[WHAT IS ASKED]: Repeat all of the material exactly as given.

[START OF INPUT ROWS]

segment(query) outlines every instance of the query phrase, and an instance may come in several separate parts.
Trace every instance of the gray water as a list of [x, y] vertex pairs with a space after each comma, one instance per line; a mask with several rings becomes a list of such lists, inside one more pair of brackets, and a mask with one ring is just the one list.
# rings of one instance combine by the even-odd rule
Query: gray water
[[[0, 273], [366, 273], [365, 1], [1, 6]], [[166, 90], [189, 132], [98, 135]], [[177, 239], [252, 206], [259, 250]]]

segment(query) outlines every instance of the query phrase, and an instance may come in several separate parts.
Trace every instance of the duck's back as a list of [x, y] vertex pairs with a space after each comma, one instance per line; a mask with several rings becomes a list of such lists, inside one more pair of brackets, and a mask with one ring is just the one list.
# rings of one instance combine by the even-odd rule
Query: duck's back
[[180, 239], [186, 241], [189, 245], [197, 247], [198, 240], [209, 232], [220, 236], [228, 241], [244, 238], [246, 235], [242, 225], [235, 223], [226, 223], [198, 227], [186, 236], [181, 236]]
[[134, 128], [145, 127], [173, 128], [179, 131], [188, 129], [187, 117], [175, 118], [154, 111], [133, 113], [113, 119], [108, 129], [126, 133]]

[END OF INPUT ROWS]

[COMPLETE OUTPUT]:
segment(query) outlines every instance of the query phrase, and an instance may come in several separate parts.
Trace every instance of the gray water as a list of [x, y] vertex pairs with a space after each comma, one instance per line; a mask with several rings becomes a list of such lists, inside one more pair of brackets, and a mask with one ring is just the one list.
# rings of one instance combine by the even-odd rule
Query: gray water
[[[0, 273], [366, 273], [365, 1], [1, 6]], [[166, 90], [189, 132], [98, 135]], [[177, 239], [252, 206], [259, 250]]]

segment(query) outlines every instance of the query phrase, and an instance may come in several separate parts.
Trace every instance of the duck's back as a list of [x, y] vertex pairs with a space after each comma, one instance per line; a mask with several rings becomes a list of such lists, inside one more pair of brackets, and a mask with one ring is just the one list.
# rings of one instance combine by the even-odd rule
Query: duck's back
[[180, 239], [186, 241], [189, 245], [197, 247], [198, 240], [209, 232], [220, 236], [228, 241], [244, 238], [246, 235], [242, 225], [235, 223], [226, 223], [198, 227], [186, 236], [181, 236]]
[[134, 128], [145, 127], [173, 128], [179, 131], [188, 129], [187, 117], [175, 118], [154, 111], [133, 113], [113, 119], [108, 129], [126, 133]]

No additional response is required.